*** DATASET RECORDS Section Begins ***

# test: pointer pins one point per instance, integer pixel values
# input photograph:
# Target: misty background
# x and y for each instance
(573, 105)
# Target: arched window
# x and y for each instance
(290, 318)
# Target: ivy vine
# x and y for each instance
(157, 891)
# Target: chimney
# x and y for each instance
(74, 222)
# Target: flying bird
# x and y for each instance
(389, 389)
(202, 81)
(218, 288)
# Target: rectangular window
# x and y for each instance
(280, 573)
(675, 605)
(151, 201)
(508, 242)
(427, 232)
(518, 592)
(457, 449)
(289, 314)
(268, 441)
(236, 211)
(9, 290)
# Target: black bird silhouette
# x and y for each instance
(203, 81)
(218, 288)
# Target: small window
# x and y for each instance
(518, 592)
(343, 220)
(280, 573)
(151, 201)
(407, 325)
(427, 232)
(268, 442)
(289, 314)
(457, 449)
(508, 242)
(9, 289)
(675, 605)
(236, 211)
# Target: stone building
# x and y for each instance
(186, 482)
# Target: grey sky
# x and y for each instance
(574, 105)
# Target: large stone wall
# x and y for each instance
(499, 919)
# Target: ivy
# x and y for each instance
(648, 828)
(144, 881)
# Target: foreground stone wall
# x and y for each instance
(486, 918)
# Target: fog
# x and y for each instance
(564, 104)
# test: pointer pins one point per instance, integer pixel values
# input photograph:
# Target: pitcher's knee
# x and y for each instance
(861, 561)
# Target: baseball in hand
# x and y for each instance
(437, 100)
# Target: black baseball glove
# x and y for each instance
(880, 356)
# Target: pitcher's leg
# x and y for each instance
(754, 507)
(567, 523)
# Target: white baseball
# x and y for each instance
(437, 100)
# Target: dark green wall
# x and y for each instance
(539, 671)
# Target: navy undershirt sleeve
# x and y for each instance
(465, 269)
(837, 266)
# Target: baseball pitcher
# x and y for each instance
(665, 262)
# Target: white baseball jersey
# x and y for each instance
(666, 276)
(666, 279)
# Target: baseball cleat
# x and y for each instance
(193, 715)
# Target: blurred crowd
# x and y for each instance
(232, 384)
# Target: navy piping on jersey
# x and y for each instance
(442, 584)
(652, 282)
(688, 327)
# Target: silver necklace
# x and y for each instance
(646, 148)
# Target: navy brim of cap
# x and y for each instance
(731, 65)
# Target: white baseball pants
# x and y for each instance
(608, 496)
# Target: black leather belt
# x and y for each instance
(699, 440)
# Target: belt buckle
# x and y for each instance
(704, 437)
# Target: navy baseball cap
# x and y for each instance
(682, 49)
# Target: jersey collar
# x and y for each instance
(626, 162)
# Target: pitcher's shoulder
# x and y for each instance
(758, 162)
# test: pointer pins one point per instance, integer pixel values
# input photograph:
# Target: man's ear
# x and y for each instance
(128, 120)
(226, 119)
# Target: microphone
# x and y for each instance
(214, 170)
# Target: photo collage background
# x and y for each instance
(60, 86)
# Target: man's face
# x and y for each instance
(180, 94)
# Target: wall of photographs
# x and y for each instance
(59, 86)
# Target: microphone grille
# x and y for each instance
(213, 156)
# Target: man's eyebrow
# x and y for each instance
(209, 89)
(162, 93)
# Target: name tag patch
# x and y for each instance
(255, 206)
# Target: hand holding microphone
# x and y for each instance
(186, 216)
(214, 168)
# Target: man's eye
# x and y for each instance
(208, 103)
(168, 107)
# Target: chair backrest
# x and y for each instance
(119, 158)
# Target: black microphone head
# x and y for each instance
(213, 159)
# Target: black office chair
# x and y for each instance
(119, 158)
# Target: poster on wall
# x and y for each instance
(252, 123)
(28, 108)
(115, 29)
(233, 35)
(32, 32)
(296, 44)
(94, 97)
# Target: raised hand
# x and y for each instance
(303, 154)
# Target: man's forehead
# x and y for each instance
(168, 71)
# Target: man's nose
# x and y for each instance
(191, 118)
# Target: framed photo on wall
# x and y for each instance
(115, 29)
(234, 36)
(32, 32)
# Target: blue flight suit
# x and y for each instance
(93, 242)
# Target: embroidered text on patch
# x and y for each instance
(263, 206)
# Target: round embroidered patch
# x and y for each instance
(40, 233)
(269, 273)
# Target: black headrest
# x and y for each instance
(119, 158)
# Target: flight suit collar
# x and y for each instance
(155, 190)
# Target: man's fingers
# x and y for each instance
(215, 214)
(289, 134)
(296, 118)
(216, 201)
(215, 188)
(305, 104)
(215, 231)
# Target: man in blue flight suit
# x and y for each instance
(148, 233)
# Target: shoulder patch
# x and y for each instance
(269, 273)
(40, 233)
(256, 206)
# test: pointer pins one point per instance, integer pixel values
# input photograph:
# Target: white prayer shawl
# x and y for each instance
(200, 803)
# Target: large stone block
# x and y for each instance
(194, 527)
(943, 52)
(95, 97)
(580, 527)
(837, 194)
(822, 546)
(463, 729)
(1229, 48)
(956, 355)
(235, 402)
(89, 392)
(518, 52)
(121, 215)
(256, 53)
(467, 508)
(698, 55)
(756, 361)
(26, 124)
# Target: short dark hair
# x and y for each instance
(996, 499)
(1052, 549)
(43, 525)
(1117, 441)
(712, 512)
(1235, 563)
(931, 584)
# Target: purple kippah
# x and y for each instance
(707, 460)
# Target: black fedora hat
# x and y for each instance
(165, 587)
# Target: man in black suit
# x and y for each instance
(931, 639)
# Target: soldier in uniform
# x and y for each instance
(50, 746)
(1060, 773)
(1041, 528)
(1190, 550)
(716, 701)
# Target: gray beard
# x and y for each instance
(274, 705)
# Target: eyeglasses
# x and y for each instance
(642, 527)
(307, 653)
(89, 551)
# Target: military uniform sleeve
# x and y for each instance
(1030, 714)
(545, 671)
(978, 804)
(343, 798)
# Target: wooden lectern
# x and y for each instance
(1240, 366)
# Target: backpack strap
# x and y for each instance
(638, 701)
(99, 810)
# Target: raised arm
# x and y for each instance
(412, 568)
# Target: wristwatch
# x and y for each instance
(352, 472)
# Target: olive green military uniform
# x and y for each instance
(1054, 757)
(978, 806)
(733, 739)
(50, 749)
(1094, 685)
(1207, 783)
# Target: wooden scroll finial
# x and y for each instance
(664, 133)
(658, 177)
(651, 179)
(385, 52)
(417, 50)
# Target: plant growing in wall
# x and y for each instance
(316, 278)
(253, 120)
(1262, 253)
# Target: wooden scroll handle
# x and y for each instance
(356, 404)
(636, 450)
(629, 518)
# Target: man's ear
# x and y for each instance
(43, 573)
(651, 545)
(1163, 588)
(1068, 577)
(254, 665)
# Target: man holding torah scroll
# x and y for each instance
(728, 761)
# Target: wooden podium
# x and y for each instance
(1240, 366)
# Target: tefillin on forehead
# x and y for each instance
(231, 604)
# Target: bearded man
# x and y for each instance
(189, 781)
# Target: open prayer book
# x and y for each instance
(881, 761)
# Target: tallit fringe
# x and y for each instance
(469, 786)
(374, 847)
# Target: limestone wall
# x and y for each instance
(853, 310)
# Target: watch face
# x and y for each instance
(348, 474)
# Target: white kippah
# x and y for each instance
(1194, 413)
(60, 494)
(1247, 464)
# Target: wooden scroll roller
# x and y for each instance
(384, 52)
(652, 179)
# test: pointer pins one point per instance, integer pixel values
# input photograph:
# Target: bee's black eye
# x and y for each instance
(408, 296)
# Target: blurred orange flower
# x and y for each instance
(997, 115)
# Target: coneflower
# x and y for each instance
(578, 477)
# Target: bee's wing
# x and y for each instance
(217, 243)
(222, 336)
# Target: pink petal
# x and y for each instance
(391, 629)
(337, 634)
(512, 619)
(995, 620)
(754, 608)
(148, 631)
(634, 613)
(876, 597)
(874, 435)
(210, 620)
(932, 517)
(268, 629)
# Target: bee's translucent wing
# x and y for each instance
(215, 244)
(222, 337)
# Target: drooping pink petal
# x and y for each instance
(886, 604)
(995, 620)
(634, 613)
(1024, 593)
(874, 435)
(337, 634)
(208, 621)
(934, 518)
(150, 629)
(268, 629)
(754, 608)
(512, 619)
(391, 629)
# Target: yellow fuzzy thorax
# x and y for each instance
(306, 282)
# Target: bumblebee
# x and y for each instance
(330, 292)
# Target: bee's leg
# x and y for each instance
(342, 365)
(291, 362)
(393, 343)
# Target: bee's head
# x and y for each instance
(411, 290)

*** DATASET RECORDS Section Ends ***

PROMPT - Every line with "scroll" in it should be copied from the entries.

OUTPUT FOR THIS EXERCISE -
# Target: wooden scroll finial
# Target: wooden scroll handle
# Target: man holding torah scroll
# Target: wooden scroll roller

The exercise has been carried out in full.